### PROBLEM DETAILS:
Please convert the material below into a two-column CSV with the headers text and answer. Give one row for each text and its answer, put each value in a single quoted field, and replace line breaks with spaces.
/---
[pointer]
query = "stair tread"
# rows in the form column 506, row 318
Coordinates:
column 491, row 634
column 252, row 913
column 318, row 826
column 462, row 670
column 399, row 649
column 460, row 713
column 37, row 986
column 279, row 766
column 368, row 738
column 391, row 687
\---
### TASK OUTPUT:
text,answer
"[pointer] query = ""stair tread"" # rows in the form column 506, row 318 Coordinates:","column 491, row 634 column 252, row 913 column 318, row 826 column 462, row 670 column 399, row 649 column 460, row 713 column 37, row 986 column 279, row 766 column 368, row 738 column 391, row 687"